SET PROBLEM: Count how many lines in the material below contain the word "building", with capitalization matching. Reply with the number only.

ENTRIES SHOWN:
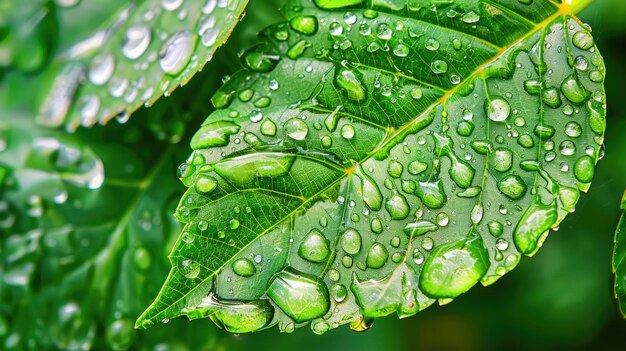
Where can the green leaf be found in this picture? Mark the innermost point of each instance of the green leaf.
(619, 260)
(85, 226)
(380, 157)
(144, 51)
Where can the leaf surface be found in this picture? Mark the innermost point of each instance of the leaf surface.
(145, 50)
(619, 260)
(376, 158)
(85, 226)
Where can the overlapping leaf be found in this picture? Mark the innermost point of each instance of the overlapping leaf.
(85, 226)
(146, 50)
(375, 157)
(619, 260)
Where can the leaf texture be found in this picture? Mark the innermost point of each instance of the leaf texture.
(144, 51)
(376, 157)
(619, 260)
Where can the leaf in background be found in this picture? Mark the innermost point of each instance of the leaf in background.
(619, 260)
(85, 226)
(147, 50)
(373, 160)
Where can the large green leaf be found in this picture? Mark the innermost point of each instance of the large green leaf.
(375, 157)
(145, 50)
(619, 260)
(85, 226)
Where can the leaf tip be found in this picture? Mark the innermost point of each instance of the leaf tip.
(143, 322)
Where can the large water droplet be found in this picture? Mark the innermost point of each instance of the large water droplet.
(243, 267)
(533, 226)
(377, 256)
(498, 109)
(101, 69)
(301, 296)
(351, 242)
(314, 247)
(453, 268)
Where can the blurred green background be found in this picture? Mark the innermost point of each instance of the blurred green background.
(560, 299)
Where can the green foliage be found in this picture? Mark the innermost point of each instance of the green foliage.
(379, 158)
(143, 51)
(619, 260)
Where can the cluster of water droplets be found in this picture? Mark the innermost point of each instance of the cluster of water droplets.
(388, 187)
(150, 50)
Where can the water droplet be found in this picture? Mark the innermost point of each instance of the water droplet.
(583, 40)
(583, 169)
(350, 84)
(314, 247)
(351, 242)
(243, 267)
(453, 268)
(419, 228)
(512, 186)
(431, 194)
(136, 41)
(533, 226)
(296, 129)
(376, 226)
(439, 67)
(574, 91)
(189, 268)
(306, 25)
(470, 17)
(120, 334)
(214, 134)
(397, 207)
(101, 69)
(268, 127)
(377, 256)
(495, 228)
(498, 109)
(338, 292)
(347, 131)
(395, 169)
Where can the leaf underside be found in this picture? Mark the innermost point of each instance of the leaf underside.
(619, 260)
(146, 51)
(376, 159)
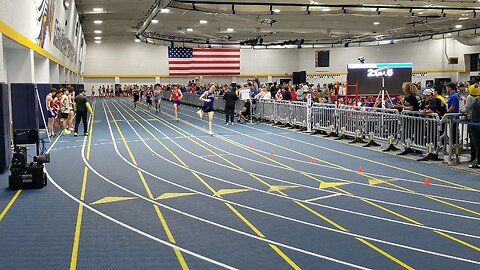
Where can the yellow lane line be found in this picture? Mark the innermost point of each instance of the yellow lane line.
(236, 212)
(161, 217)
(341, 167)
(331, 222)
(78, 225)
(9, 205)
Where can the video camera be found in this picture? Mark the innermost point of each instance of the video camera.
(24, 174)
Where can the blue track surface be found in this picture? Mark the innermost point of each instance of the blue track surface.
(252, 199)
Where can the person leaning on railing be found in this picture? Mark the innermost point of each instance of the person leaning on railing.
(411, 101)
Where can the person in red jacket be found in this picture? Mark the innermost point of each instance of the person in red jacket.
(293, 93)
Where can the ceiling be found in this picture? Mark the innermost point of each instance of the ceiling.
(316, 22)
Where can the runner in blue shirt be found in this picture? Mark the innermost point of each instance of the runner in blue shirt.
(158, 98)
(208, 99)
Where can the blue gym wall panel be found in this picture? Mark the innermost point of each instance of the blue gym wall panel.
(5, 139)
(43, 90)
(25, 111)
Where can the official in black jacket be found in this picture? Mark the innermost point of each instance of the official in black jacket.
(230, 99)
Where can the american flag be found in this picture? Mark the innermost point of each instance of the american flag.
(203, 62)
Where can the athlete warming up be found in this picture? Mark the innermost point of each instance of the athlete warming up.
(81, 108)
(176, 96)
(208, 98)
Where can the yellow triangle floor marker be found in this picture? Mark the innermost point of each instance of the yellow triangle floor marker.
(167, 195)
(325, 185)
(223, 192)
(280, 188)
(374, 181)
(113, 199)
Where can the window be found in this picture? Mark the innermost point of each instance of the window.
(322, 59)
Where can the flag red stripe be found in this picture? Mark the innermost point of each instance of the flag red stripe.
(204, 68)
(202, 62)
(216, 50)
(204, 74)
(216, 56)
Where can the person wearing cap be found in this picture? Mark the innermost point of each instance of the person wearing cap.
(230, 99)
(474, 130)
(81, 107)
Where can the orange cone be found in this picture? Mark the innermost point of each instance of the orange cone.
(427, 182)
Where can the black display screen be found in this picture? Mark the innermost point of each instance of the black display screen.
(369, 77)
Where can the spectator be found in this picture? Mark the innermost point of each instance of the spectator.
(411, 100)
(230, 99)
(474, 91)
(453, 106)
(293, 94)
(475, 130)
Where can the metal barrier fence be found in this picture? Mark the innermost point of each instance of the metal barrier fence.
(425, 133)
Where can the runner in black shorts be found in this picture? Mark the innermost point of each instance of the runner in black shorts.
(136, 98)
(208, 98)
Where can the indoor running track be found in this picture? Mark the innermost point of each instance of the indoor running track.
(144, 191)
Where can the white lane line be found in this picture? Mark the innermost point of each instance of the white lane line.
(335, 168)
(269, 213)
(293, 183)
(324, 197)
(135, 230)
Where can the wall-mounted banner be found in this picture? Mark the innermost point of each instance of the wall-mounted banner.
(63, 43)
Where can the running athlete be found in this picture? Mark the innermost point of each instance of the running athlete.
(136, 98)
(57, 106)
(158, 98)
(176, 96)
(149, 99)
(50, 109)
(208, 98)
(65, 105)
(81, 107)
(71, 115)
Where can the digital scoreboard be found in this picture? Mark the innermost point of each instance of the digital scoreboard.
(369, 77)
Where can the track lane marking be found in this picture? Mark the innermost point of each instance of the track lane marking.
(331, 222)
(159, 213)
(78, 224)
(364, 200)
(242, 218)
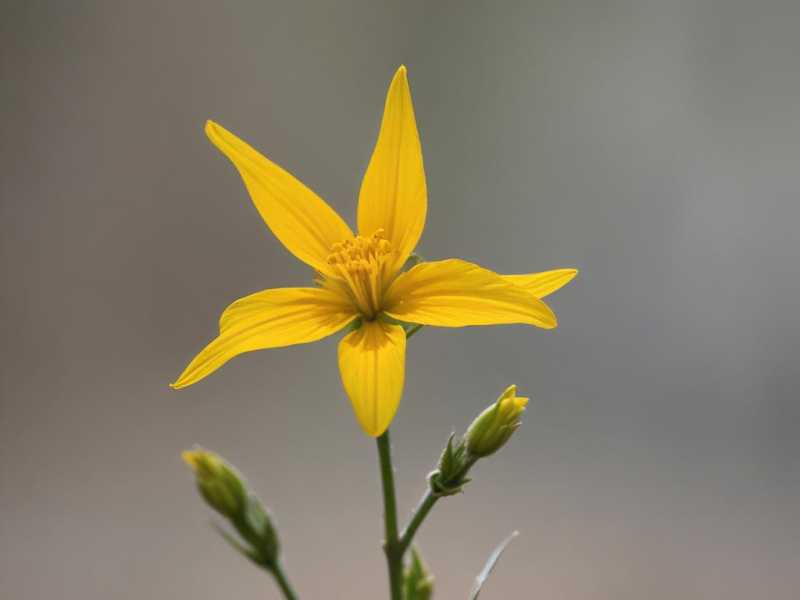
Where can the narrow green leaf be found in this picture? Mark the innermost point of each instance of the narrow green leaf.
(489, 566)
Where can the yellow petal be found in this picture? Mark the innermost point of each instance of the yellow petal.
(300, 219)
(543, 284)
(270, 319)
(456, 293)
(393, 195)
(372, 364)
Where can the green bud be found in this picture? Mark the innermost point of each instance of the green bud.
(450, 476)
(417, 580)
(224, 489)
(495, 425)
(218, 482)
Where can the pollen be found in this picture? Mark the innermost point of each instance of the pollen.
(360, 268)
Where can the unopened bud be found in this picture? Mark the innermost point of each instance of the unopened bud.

---

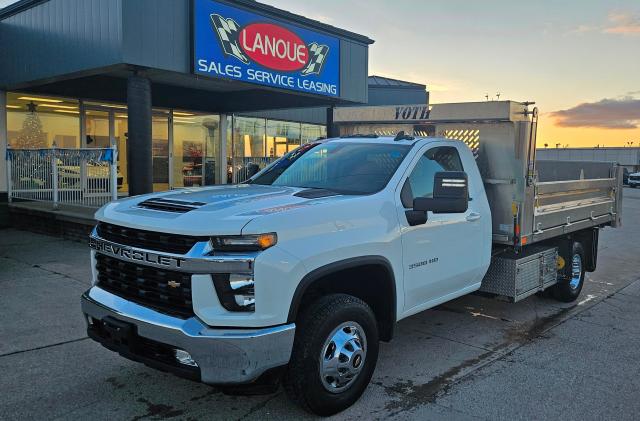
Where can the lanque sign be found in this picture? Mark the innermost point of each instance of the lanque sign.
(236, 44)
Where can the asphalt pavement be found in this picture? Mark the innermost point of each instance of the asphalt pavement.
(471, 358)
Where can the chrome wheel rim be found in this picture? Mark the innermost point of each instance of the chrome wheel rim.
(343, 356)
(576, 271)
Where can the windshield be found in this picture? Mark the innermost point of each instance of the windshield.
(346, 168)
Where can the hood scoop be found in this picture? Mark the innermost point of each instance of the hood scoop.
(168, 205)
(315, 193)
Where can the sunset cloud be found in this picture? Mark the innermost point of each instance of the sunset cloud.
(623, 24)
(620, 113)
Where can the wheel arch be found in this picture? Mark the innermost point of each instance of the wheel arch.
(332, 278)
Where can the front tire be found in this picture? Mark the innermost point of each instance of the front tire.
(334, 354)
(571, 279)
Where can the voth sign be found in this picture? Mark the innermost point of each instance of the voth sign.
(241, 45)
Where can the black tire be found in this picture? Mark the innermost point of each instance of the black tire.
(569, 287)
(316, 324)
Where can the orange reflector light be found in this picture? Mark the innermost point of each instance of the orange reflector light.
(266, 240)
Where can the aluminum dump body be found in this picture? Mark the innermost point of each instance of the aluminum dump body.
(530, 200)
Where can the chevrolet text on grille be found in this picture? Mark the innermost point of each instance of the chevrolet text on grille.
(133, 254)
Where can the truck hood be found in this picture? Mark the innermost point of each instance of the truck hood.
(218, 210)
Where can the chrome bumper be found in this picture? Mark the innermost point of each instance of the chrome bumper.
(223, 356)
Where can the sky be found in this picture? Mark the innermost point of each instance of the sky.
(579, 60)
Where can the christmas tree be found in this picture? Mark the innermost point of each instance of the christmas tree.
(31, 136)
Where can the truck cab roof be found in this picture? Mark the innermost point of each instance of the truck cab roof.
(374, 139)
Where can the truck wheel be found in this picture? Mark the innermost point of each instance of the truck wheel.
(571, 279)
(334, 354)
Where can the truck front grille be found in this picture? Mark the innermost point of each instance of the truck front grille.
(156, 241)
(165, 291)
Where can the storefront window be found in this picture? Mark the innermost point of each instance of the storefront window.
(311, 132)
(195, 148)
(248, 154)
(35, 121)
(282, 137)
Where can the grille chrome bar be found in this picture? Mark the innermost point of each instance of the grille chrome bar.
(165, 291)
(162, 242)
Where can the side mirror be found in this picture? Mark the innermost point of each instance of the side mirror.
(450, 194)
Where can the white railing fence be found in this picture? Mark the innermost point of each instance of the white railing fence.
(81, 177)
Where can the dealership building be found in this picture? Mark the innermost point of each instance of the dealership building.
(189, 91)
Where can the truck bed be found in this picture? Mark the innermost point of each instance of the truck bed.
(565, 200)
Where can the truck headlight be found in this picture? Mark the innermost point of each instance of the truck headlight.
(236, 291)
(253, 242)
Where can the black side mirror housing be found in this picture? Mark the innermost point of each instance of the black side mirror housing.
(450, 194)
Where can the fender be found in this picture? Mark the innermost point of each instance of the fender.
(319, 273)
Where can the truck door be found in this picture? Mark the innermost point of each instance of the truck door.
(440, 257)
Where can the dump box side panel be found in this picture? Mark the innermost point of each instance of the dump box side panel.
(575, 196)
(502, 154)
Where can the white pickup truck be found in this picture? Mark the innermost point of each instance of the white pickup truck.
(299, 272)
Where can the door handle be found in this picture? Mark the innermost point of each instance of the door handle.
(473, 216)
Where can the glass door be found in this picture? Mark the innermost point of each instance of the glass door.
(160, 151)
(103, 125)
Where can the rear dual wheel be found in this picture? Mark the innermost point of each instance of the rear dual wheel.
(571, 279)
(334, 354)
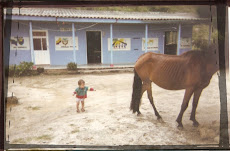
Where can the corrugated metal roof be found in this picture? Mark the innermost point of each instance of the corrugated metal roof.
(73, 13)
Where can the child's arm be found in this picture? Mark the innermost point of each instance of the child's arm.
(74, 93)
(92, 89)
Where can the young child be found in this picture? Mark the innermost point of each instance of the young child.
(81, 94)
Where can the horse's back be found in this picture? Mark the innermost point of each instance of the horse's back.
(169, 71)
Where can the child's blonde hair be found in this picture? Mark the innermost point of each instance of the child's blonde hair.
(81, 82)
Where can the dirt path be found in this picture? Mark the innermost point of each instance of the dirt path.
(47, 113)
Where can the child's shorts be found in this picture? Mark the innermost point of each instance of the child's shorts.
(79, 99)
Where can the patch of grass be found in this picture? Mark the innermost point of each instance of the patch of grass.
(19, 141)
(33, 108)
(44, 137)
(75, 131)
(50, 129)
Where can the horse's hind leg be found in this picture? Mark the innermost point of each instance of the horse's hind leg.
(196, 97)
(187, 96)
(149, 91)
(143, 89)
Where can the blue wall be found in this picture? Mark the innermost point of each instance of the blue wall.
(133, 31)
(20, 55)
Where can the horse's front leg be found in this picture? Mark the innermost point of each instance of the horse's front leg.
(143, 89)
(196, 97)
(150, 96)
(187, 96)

* * *

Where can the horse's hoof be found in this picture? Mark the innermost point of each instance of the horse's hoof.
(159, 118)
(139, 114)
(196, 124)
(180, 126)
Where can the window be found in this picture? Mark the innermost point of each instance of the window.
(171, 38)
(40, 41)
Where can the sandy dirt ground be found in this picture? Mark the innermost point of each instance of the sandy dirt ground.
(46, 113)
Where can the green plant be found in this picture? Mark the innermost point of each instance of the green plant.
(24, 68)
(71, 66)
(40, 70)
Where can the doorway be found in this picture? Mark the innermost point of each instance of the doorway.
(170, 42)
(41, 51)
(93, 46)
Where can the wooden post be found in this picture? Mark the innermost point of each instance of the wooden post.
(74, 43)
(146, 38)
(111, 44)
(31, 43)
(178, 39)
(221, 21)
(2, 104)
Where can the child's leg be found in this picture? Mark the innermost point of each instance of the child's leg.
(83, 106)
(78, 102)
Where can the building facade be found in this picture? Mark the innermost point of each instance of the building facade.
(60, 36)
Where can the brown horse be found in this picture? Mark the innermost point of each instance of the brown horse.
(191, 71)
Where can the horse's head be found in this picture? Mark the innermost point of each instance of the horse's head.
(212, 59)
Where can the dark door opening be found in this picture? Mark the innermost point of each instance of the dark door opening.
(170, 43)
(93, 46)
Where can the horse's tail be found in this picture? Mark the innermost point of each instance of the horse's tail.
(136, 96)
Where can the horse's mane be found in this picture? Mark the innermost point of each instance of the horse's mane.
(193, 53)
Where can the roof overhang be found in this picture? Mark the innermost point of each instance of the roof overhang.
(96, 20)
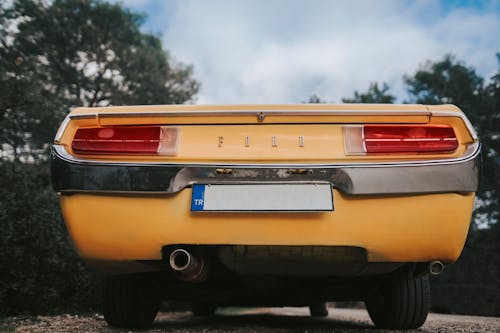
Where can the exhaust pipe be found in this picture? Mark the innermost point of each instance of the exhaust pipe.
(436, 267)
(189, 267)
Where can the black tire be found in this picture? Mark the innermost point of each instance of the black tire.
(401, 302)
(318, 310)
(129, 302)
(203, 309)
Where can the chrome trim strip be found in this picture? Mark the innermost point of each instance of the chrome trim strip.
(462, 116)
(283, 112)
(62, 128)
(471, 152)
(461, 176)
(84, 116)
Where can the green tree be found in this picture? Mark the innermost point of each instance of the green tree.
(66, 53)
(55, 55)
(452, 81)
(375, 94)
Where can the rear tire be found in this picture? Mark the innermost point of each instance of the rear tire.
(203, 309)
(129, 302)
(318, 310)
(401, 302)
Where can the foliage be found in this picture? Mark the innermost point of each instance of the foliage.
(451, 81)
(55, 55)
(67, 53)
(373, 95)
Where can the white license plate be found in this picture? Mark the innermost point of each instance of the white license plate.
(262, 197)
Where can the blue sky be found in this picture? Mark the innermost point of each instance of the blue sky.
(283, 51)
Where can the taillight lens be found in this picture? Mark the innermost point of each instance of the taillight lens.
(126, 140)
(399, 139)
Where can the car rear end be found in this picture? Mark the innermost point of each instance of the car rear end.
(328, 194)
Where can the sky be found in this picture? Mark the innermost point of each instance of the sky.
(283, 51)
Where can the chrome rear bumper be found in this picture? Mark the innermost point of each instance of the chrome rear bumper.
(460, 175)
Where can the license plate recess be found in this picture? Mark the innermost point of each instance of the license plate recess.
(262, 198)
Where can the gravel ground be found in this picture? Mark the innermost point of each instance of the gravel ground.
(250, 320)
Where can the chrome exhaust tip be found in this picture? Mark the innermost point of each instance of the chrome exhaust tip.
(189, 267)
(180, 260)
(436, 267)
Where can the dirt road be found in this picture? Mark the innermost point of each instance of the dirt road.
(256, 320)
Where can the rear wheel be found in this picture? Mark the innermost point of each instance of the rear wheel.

EXERCISE OUTPUT: 2